━━ EXERCISE INPUTS

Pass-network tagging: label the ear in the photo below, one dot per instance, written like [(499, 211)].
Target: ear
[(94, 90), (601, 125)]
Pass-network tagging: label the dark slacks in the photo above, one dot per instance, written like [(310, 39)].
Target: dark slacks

━━━━

* **WHAT YOU NEED TO DO**
Return the line that contains "Pass-network tagging: label the dark" and all lines after it, verbatim, and nothing else.

* **RESULT OF THE EXERCISE**
Pass-network tagging: label the dark slacks in the photo above, one dot per instance, written like [(310, 39)].
Target: dark slacks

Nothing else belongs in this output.